## Consignes
(1) Répondez à ces questions sur le texte sur les ions lourds au LHC.
(a) À quelle date et à quelle heure les quatre expériences du LHC ont-elles enregistré les premières collisions ?
(b) Quel phénomène est cité avec le plasma quark-gluon parmi ceux dévoilés par ces collisions ?
(c) Quelle valeur du paramètre β* est indiquée pour LHCb ?
(2) Mettez à jour le passage du texte sur les ions lourds au LHC qui va de « Les premières collisions de » à « (Image : ALICE/CERN) » en remplaçant « plomb » par « xénon ».

## Extrait
◆ ◆ ◆

Les premières collisions de noyaux de plomb ont inauguré une nouvelle campagne avec des ions lourds au LHC

Image d'une collision entre deux ions de plomb dans le détecteur ALICE

Des gerbes de particules envahissant le détecteur ALICE à l’occasion des premières collisions entre des ions de plomb de 2018 (Image : ALICE/CERN)

Le 8 novembre à 21h19, les quatre expériences du LHC ont enregistré les premières collisions entre des noyaux d’atomes de plomb depuis 2015. Pendant trois semaines et demie, le LHC va faire se percuter ces noyaux formés de 208 protons et neutrons, à une énergie de 5 TeV dans le centre de masse par collision de paires de nucléons. Il s’agit de la quatrième exploitation de ce type depuis le démarrage du collisionneur. Le LHC a également réalisé des exploitations avec des collisions entre des ions plomb et des protons.

Les collisions de noyaux de plomb permettent aux scientifiques d’étudier des phénomènes spécifiques comme le plasma quark-gluon. Les exploitations avec les noyaux de plomb ont déjà donné de vastes quantités de données sur les propriétés du plasma quark-gluon. De nombreux autres phénomènes ont également été dévoilés grâce à ces collisions, notamment la diffusion lumière-lumière.

Pour cette exploitation de 2018, l’équipe du LHC entend relever plusieurs défis. « Nous voulons pousser la luminosité au maximum pour générer le plus de données possibles et préparer les exploitations futures, notamment celles du LHC à haute luminosité », explique John Jowett, physicien des accélérateurs responsable de l’exploitation du LHC avec des ions lourds. Lors de la dernière campagne de ce type, en 2015, une luminosité plus de trois fois et demie supérieure à la valeur nominale du LHC avait été atteinte. « Notre objectif est d'atteindre une valeur encore supérieure », indique John Jowett.

Une nouvelle configuration de l’optique et un nouveau réglage des aimants ont ainsi été mis en œuvre pour réduire le paramètre β* dans les expériences (50 cm pour ALICE, ATLAS et CMS et 1,5 mètre pour LHCb). Ce paramètre donne une indication de la focalisation des faisceaux au point de collision : plus il est petit, plus les faisceaux sont comprimés et la probabilité d’interaction grande. Dans un deuxième temps, l’intervalle de temps entre les paquets de noyaux devrait être réduit de 100 à 75 nanosecondes, ce qui permettra d’augmenter le nombre de paquets circulant dans l’accélérateur. Les experts des accélérateurs travaillent depuis plusieurs mois à la mise en place de cette exploitation. De nombreuses analyses et mesures ont été réalisées pour augmenter les performances des injecteurs (Linac3, LEIR, PS et SPS).

◆ ◆ ◆

## Données fournies
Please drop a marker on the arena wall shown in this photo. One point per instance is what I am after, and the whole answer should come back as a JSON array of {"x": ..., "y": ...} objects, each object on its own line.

◆ ◆ ◆

## Solutions
(1)
(a) Le 8 novembre à 21h19.
(b) La diffusion lumière-lumière.
(c) 1,5 mètre.

(2)
Les premières collisions de noyaux de xénon ont inauguré une nouvelle campagne avec des ions lourds au LHC

Image d'une collision entre deux ions de xénon dans le détecteur ALICE

Des gerbes de particules envahissant le détecteur ALICE à l’occasion des premières collisions entre des ions de xénon de 2018 (Image : ALICE/CERN)